(WRITTEN PROBLEM 1): Rewrite the passage of the lesson planning text starting at "The Right Questions" and ending at "go the bathroom.", replacing "dialogue" with "discussion".

(DOCUMENT TEXT):
^^^^^^^^^^^^^^^^

Building Energy In The Classroom With Lesson Planning
Now this isn’t going to start a science lesson but energy is something important to talk about when it comes to lesson planning.
If a teacher presents a lesson plan full of exciting questions the engagement with students will be high and the class time will fly right by.
Now, again this doesn’t necessarily mean that to have energy in the classroom, students need to be “bouncing off” the walls.
It means that, even sitting in their seats, the teacher has the full attention of the students as seen by their level of excitement and eagerness to learn.
The Right Questions Bring The Right Energy
If a teacher does not consider the kinds of questions they ask in the classroom, by considering the response of students to the activities, or doesn’t plan for interesting dialogue, then it’s one lesson where the energy factor is low, and students will make it known is a lesson they don’t care to remember.
One important piece of evidence that your students don’t care is that all of a sudden, more than one student has to go to the bathroom*** in the middle of your lesson.
***Bathroom disclaimer: As a teacher, and one time student, use your intuition to tell whether the student REALLY needs to go to the bathroom in the middle of your lesson. If they do, let them leave to go to the bathroom. If they stay, then make sure what you have to say is important, so they forget about asking to go the bathroom.
In this article we will provide a general guide to lesson planning, as well as more direct guidelines for lesson plans in teaching core subjects such as math and science.
We will focus mainly on math literacy and the scientific method.
Lesson Planning Video
Watch our video on the seven important points to consider when lesson planning. After watching the video, read on for more details for each point.
#1 Lesson Objectives
The lesson objective should be simple and clear to both teachers and students. Curriculum guidelines and exceptions help to make the objectives easier to achieve.
Now to keep interests peeked and energy levels high, the lesson objectives shouldn’t be stated at the beginning of the lesson, but instead demonstrated throughout the lesson.
The objectives are then assessed towards the end of the lesson to check if they have actually been met.
As the teacher goes through the lesson it should be clear to students why this lesson is important.
A sample objective lesson in English would be; students to recognize three main sentence types; simple sentences, compound sentences, and complex sentences.
The vocabulary emphasized in an English lesson is simple and straightforward, but what about vocabulary for topics in maths and science?

^^^^^^^^^^^^^^^^

Excerpt from a dataset

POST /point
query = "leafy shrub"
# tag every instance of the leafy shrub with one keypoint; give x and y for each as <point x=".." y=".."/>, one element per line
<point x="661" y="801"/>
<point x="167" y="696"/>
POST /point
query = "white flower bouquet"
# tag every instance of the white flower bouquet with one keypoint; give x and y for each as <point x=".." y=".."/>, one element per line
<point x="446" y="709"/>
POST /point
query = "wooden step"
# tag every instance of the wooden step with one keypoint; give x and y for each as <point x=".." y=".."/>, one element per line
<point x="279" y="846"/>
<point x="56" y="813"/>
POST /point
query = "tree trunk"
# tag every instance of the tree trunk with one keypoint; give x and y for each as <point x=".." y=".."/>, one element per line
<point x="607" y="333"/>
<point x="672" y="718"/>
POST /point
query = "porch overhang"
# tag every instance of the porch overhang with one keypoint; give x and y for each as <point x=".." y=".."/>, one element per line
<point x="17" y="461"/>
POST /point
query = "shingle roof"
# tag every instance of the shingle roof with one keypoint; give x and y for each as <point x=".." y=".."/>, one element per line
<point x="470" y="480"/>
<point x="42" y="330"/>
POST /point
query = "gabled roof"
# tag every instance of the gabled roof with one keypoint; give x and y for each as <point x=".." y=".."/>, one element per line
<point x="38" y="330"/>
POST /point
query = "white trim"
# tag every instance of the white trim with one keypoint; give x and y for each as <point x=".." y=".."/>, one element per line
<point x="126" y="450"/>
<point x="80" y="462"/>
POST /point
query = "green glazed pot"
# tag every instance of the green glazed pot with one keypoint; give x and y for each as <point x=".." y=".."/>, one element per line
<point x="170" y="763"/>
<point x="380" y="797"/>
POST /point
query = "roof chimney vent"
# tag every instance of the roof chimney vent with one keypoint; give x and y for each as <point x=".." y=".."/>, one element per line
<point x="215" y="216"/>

^^^^^^^^^^^^^^^^

(WRITTEN PROBLEM 2): List every line of the rows above that contains the word "step".

(PROBLEM SOLUTION 1):
The Right Questions Bring The Right Energy
If a teacher does not consider the kinds of questions they ask in the classroom, by considering the response of students to the activities, or doesn’t plan for interesting discussion, then it’s one lesson where the energy factor is low, and students will make it known is a lesson they don’t care to remember.
One important piece of evidence that your students don’t care is that all of a sudden, more than one student has to go to the bathroom*** in the middle of your lesson.
***Bathroom disclaimer: As a teacher, and one time student, use your intuition to tell whether the student REALLY needs to go to the bathroom in the middle of your lesson. If they do, let them leave to go to the bathroom. If they stay, then make sure what you have to say is important, so they forget about asking to go the bathroom.

(PROBLEM SOLUTION 2):
query = "wooden step"
# tag every instance of the wooden step with one keypoint; give x and y for each as <point x=".." y=".."/>, one element per line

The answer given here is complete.